TASK TO COMPLETE: Count the lines in the items below that contain the string "positive", and give only that number.
++++++++++
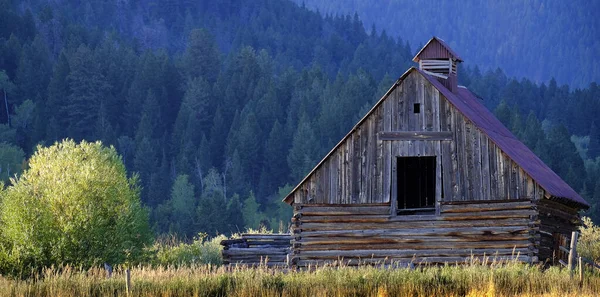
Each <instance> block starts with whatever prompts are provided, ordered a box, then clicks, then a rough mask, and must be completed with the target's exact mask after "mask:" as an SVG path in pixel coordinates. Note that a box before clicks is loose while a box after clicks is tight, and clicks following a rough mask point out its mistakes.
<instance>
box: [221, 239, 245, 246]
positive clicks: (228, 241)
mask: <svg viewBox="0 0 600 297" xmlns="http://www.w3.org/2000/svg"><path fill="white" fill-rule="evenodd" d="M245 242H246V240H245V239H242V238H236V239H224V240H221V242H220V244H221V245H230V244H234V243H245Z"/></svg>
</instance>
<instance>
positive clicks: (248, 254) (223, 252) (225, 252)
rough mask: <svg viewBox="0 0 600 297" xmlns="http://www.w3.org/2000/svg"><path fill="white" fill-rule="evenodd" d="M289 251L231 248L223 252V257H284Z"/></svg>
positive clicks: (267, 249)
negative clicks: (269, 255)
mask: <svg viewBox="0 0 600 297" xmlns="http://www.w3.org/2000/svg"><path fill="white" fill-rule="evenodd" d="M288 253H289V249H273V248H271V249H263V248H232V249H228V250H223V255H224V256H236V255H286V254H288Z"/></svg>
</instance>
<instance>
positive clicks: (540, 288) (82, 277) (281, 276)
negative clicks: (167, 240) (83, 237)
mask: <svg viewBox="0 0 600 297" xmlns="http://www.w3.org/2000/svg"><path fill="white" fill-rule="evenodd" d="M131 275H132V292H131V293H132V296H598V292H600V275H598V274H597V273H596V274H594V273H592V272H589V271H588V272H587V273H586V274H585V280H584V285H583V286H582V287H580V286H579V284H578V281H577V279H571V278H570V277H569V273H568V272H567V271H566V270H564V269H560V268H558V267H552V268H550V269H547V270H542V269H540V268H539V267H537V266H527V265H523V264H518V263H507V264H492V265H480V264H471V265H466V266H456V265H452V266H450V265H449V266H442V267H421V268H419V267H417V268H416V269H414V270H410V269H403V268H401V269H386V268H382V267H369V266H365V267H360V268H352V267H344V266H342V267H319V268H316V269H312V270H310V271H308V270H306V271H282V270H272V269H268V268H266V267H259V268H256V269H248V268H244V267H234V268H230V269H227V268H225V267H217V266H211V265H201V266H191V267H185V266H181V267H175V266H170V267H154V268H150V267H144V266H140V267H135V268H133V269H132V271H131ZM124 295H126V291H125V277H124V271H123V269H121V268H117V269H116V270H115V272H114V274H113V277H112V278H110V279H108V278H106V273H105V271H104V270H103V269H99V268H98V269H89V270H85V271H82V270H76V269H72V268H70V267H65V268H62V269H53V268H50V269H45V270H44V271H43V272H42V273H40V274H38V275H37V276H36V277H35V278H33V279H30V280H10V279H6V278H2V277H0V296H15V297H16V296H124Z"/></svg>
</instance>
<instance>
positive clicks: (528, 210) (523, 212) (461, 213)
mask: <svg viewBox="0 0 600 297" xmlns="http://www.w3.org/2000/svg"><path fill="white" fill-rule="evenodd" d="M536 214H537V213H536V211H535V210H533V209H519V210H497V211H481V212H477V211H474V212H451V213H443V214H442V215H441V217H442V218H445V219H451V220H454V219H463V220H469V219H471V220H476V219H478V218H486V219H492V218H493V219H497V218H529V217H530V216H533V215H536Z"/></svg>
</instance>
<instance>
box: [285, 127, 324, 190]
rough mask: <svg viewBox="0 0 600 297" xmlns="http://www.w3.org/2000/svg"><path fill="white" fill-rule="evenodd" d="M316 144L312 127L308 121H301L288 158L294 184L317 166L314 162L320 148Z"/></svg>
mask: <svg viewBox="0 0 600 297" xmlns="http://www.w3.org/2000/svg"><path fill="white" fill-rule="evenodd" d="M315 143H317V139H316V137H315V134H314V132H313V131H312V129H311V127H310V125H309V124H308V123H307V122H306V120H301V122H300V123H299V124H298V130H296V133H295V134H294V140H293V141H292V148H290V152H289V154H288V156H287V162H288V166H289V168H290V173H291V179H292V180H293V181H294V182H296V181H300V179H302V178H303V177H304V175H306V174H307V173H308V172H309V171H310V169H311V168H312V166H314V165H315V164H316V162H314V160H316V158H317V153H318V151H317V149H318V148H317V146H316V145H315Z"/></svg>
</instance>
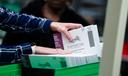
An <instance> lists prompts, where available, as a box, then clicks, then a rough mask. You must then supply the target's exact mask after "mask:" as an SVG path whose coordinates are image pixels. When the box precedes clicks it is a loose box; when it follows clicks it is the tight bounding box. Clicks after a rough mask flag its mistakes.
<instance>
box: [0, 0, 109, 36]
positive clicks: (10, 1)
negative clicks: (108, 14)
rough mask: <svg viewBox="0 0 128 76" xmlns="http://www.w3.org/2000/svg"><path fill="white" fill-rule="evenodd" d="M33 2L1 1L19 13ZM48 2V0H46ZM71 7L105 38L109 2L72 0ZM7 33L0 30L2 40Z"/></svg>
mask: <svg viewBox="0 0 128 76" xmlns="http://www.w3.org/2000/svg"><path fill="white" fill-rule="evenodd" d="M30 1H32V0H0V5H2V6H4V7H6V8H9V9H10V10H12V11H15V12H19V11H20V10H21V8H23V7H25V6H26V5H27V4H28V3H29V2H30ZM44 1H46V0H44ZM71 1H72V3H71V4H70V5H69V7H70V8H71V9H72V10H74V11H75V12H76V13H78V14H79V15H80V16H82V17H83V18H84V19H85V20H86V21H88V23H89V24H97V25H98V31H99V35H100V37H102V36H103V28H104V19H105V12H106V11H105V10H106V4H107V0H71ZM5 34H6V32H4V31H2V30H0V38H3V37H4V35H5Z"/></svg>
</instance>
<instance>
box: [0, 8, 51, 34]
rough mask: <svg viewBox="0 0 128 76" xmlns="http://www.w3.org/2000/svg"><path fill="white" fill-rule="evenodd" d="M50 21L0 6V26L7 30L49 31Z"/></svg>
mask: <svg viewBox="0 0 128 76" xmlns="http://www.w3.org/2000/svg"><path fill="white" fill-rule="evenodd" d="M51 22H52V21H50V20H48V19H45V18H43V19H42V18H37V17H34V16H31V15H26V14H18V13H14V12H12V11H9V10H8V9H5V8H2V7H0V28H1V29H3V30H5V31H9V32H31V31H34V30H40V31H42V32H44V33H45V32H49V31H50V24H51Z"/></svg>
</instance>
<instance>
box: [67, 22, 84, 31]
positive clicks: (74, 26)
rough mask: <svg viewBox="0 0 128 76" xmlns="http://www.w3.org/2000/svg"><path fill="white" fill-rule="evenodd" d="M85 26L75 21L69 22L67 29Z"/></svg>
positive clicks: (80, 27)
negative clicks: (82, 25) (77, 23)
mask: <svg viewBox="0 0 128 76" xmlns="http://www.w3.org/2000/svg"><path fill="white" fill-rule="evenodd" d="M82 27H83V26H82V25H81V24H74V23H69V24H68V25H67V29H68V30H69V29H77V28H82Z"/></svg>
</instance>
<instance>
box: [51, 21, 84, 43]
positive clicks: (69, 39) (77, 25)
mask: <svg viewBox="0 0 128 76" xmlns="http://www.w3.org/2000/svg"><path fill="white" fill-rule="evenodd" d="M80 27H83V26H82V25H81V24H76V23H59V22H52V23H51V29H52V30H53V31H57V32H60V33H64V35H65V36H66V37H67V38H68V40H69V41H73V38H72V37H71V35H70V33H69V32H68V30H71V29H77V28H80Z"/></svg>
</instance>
++++++++++
EXERCISE RESULT: 9